>>

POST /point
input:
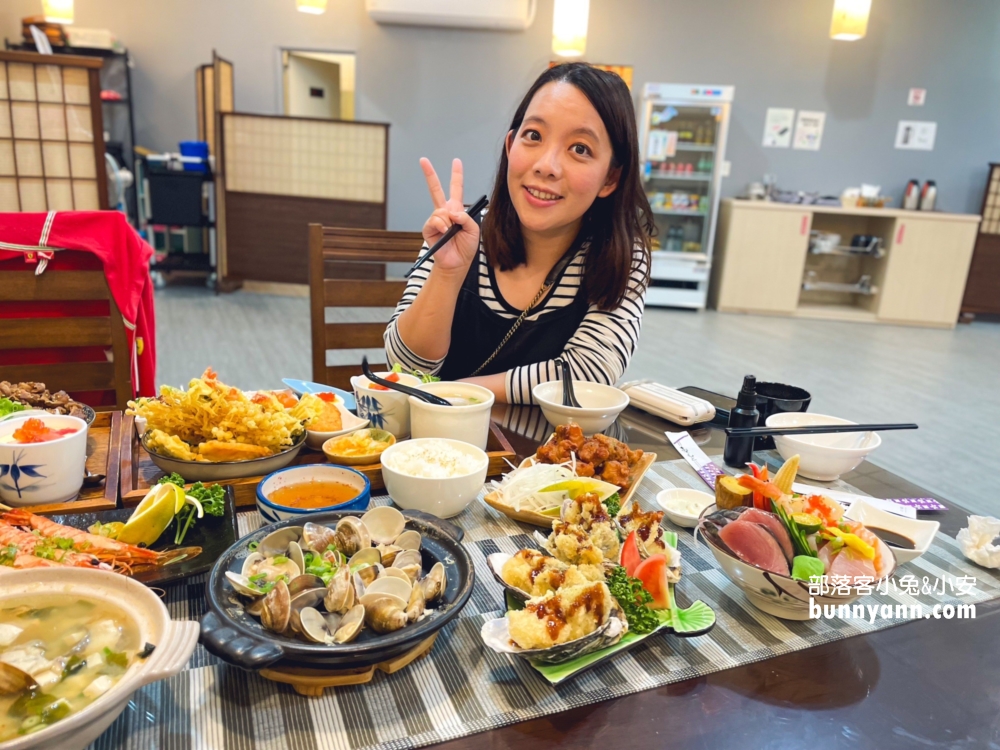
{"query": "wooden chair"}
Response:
(347, 269)
(26, 343)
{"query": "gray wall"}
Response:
(451, 92)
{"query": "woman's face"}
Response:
(558, 161)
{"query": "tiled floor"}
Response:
(945, 381)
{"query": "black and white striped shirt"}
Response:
(599, 351)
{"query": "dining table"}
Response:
(927, 683)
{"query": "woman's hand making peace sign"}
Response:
(460, 251)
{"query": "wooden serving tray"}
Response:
(103, 457)
(139, 473)
(537, 519)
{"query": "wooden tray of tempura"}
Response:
(139, 473)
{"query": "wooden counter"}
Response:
(762, 260)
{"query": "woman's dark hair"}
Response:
(615, 225)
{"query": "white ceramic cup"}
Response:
(387, 410)
(469, 423)
(42, 473)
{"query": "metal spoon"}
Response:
(569, 397)
(430, 398)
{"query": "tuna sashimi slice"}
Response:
(753, 544)
(773, 524)
(849, 563)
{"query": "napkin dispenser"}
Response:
(668, 403)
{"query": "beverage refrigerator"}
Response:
(683, 138)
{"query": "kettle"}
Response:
(911, 196)
(928, 196)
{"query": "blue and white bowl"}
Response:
(313, 472)
(42, 473)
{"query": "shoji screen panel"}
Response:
(282, 173)
(51, 133)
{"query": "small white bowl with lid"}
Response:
(467, 419)
(822, 457)
(599, 407)
(683, 505)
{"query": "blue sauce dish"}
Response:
(270, 491)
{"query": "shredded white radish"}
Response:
(521, 487)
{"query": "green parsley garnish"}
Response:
(613, 504)
(212, 499)
(8, 554)
(632, 598)
(424, 377)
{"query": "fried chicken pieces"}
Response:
(598, 456)
(37, 396)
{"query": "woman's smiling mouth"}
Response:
(540, 198)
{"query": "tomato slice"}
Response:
(653, 573)
(630, 557)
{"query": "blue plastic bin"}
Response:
(198, 149)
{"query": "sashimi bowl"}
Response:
(778, 594)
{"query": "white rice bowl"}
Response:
(436, 475)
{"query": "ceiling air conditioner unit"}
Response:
(515, 15)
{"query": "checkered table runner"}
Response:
(462, 687)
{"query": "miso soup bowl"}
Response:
(599, 407)
(822, 457)
(174, 642)
(42, 473)
(469, 423)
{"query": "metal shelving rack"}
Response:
(118, 115)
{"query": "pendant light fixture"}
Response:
(315, 7)
(569, 27)
(850, 19)
(58, 11)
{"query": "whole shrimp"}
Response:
(24, 545)
(99, 546)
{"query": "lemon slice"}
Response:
(582, 486)
(152, 516)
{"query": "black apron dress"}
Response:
(476, 331)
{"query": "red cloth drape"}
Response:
(111, 244)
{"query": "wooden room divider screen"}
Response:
(279, 174)
(51, 133)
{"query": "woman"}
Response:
(562, 258)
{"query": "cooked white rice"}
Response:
(432, 459)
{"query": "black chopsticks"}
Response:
(819, 429)
(475, 212)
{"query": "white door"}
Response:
(312, 88)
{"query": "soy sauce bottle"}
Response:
(739, 450)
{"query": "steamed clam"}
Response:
(277, 609)
(326, 584)
(340, 592)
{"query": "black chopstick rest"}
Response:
(819, 429)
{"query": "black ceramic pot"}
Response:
(239, 639)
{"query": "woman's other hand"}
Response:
(458, 254)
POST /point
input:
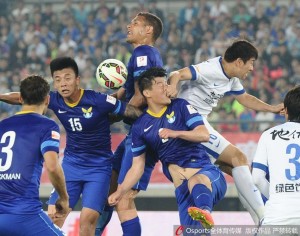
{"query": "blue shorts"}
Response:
(92, 183)
(124, 154)
(185, 199)
(28, 225)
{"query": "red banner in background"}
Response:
(247, 142)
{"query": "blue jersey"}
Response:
(24, 138)
(143, 58)
(87, 126)
(179, 115)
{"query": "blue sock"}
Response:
(202, 197)
(132, 227)
(104, 219)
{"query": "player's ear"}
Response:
(239, 62)
(21, 100)
(149, 29)
(47, 100)
(146, 93)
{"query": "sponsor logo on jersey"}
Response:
(191, 109)
(171, 117)
(111, 99)
(145, 130)
(55, 135)
(87, 113)
(60, 111)
(141, 61)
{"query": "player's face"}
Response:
(66, 82)
(159, 92)
(245, 68)
(137, 30)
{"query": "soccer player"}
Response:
(175, 130)
(142, 33)
(87, 161)
(277, 157)
(27, 140)
(209, 82)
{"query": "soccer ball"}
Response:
(111, 73)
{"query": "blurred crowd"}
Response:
(31, 35)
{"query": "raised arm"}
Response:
(137, 99)
(11, 98)
(131, 178)
(254, 103)
(175, 77)
(57, 178)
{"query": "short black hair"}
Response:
(61, 63)
(34, 90)
(145, 79)
(241, 48)
(153, 21)
(292, 104)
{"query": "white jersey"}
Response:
(278, 153)
(208, 85)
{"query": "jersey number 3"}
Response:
(11, 135)
(295, 150)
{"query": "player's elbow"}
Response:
(52, 169)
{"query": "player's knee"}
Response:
(88, 217)
(233, 156)
(199, 179)
(126, 215)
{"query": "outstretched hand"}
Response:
(279, 109)
(172, 91)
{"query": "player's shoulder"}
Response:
(178, 101)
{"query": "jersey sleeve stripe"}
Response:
(138, 73)
(137, 149)
(193, 71)
(236, 92)
(117, 110)
(260, 166)
(49, 143)
(193, 120)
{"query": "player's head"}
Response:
(61, 63)
(241, 55)
(242, 49)
(34, 90)
(145, 26)
(152, 85)
(292, 104)
(64, 71)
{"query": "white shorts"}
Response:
(216, 144)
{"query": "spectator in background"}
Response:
(118, 9)
(206, 49)
(171, 64)
(294, 79)
(273, 9)
(187, 13)
(218, 8)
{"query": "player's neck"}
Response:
(33, 108)
(74, 96)
(228, 68)
(145, 42)
(155, 108)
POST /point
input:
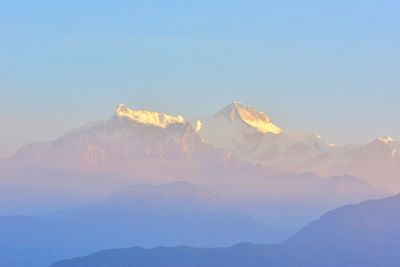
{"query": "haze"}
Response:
(330, 68)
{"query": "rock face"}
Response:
(366, 234)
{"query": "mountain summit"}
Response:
(147, 117)
(247, 114)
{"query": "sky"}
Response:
(330, 67)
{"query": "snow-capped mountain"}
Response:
(251, 135)
(129, 139)
(238, 154)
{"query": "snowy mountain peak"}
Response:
(147, 117)
(259, 120)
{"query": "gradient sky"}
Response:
(332, 67)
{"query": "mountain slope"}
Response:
(365, 234)
(146, 215)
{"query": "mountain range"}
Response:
(145, 215)
(366, 234)
(236, 176)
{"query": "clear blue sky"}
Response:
(327, 66)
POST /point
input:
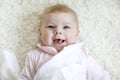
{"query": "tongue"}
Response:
(58, 41)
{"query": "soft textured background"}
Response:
(99, 25)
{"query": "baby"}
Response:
(58, 56)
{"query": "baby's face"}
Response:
(59, 30)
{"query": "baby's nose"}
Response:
(57, 31)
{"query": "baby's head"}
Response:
(58, 27)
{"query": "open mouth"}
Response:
(58, 41)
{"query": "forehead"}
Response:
(60, 15)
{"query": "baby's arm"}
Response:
(95, 71)
(29, 71)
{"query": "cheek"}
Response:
(71, 38)
(46, 38)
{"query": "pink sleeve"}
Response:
(29, 71)
(95, 71)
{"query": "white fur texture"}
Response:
(9, 68)
(99, 28)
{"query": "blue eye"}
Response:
(51, 27)
(66, 27)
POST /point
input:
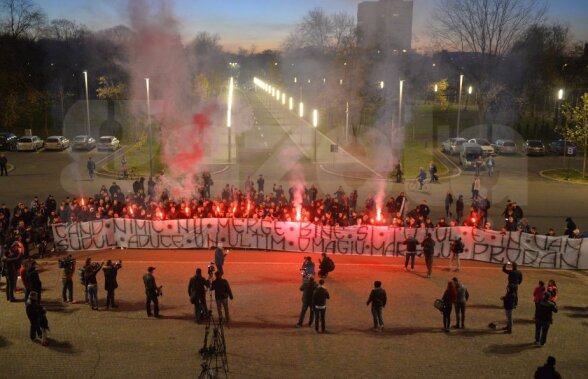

<<

When you reach a picture in the records above, pass over it and transcribe the rest exactly.

== RESULT BELOW ==
POST /point
input:
{"query": "wooden chair"}
Response:
(347, 269)
(26, 343)
{"query": "gray wall"}
Response:
(451, 92)
{"query": "woman's face"}
Response:
(558, 161)
{"query": "tiled floor"}
Response:
(945, 381)
{"query": "black and white striped shirt"}
Response:
(599, 351)
{"query": "dining table"}
Response:
(927, 683)
{"query": "woman's hand making peace sign"}
Response:
(460, 251)
{"query": "wooden serving tray"}
Response:
(103, 457)
(139, 473)
(537, 519)
{"query": "wooden tray of tempura"}
Response:
(139, 473)
{"query": "wooden counter"}
Response:
(762, 260)
{"query": "woman's dark hair"}
Response:
(615, 225)
{"query": "white ceramic cup"}
Response:
(387, 410)
(469, 423)
(42, 473)
{"query": "metal spoon"}
Response:
(569, 397)
(430, 398)
{"query": "tuna sashimi slice"}
Response:
(753, 544)
(773, 524)
(849, 563)
{"query": "napkin dispenser"}
Response:
(668, 403)
{"query": "beverage refrigerator"}
Response:
(683, 138)
{"query": "kettle"}
Response:
(911, 196)
(928, 196)
{"query": "blue and white bowl"}
Response:
(313, 472)
(42, 473)
{"query": "shoji screen panel"}
Response:
(282, 173)
(51, 133)
{"query": "small white bowl with lid"}
Response:
(467, 419)
(822, 457)
(599, 407)
(683, 505)
{"query": "blue sauce dish"}
Response:
(270, 491)
{"query": "shredded white radish"}
Response:
(521, 487)
{"query": "green parsley garnish"}
Response:
(613, 504)
(212, 499)
(8, 554)
(632, 598)
(424, 377)
{"query": "fried chicken pieces"}
Response:
(598, 456)
(37, 396)
{"query": "woman's smiling mouth"}
Response:
(540, 198)
{"query": "tomato slice"}
Response:
(653, 573)
(630, 557)
{"query": "blue plastic bin"}
Response:
(198, 149)
{"query": "sashimi bowl"}
Response:
(778, 594)
{"query": "white rice bowl"}
Response:
(436, 475)
{"query": "ceiling air conditioner unit"}
Response:
(515, 15)
{"query": "checkered table runner"}
Response:
(462, 687)
{"query": "miso soup bowl"}
Response:
(599, 407)
(822, 457)
(174, 642)
(42, 473)
(469, 423)
{"query": "metal shelving rack"}
Response:
(118, 115)
{"query": "pendant light fixture"}
Response:
(315, 7)
(569, 27)
(850, 19)
(58, 11)
{"query": "whole shrimp"}
Response:
(24, 545)
(99, 546)
{"query": "lemon slice"}
Response:
(582, 486)
(152, 516)
{"query": "black apron dress"}
Response:
(476, 331)
{"query": "red cloth drape"}
Response:
(111, 244)
{"query": "wooden room divider screen"}
Response:
(279, 174)
(51, 133)
{"query": "woman"}
Response:
(562, 258)
{"query": "cooked white rice"}
Response:
(432, 459)
{"query": "black chopsticks"}
Response:
(819, 429)
(475, 212)
{"query": "white door"}
Response:
(312, 88)
{"query": "soy sauce bottle"}
Response:
(739, 450)
{"query": "steamed clam"}
Response:
(277, 609)
(326, 584)
(340, 592)
{"query": "black chopstick rest"}
Response:
(819, 429)
{"query": "black ceramic pot"}
Response:
(239, 639)
{"query": "woman's other hand"}
Response:
(458, 254)
POST /point
input:
{"query": "blue shorts"}
Response:
(92, 183)
(124, 154)
(185, 199)
(28, 225)
{"query": "red banner in background"}
Response:
(247, 142)
{"query": "blue jersey"}
Response:
(24, 138)
(143, 58)
(87, 126)
(179, 115)
{"query": "blue sock"}
Response:
(202, 197)
(132, 227)
(104, 219)
{"query": "player's ear"}
Response:
(239, 62)
(21, 100)
(149, 29)
(47, 100)
(146, 93)
{"query": "sponsor logo on jersey"}
Response:
(191, 109)
(171, 117)
(111, 99)
(145, 130)
(55, 135)
(87, 113)
(60, 111)
(141, 61)
{"query": "player's face"}
Response:
(66, 82)
(159, 92)
(245, 68)
(137, 30)
{"query": "soccer player"}
Response:
(175, 130)
(142, 33)
(87, 161)
(277, 157)
(27, 140)
(209, 82)
{"query": "soccer ball"}
Response:
(111, 73)
{"query": "blurred crowd"}
Response:
(31, 35)
{"query": "raised arm"}
Response:
(137, 99)
(11, 98)
(131, 178)
(254, 103)
(175, 77)
(57, 178)
{"query": "short black hair"}
Response:
(61, 63)
(34, 90)
(145, 79)
(241, 48)
(153, 21)
(292, 104)
{"query": "white jersey"}
Response:
(278, 153)
(208, 85)
{"query": "jersey number 3"}
Response:
(11, 135)
(295, 150)
{"query": "player's elbow"}
Response:
(52, 169)
{"query": "player's knee"}
Response:
(88, 217)
(233, 156)
(199, 179)
(126, 215)
{"query": "outstretched hand"}
Response:
(279, 109)
(172, 91)
{"query": "player's shoulder"}
Response:
(178, 101)
{"query": "jersey sleeve stripe"}
Response:
(138, 73)
(137, 149)
(193, 71)
(236, 92)
(117, 110)
(260, 166)
(49, 143)
(193, 120)
{"query": "player's head"}
Response:
(61, 63)
(241, 55)
(242, 49)
(34, 90)
(145, 26)
(152, 85)
(292, 104)
(64, 71)
{"query": "white shorts"}
Response:
(216, 144)
{"query": "spectator in background"}
Response:
(118, 9)
(206, 49)
(171, 64)
(294, 79)
(273, 9)
(187, 13)
(218, 8)
{"query": "player's neck"}
Response:
(33, 108)
(74, 96)
(228, 68)
(145, 42)
(155, 108)
POST /point
input:
{"query": "haze"}
Response:
(330, 68)
{"query": "rock face"}
Response:
(366, 234)
{"query": "mountain summit"}
Response:
(147, 117)
(247, 114)
{"query": "sky"}
Response:
(330, 67)
{"query": "snow-capped mountain"}
Response:
(251, 135)
(129, 139)
(238, 154)
{"query": "snowy mountain peak"}
Response:
(147, 117)
(259, 120)
{"query": "gradient sky"}
Response:
(332, 67)
{"query": "mountain slope"}
Response:
(365, 234)
(146, 215)
{"query": "mountain range"}
Response:
(145, 215)
(366, 234)
(236, 176)
{"query": "clear blue sky"}
Response:
(327, 66)
POST /point
input:
{"query": "tongue"}
Response:
(58, 41)
{"query": "soft textured background"}
Response:
(99, 25)
{"query": "baby"}
Response:
(58, 56)
{"query": "baby's face"}
Response:
(59, 30)
{"query": "baby's nose"}
Response:
(57, 31)
{"query": "baby's head"}
Response:
(58, 27)
{"query": "open mouth"}
Response:
(58, 41)
{"query": "forehead"}
Response:
(60, 15)
{"query": "baby's arm"}
Response:
(95, 71)
(29, 71)
{"query": "cheek"}
Response:
(71, 38)
(46, 38)
{"query": "pink sleeve"}
Response:
(29, 71)
(95, 71)
{"query": "white fur texture"}
Response:
(9, 68)
(99, 28)
{"query": "blue eye"}
Response:
(51, 27)
(66, 27)
POST /point
input:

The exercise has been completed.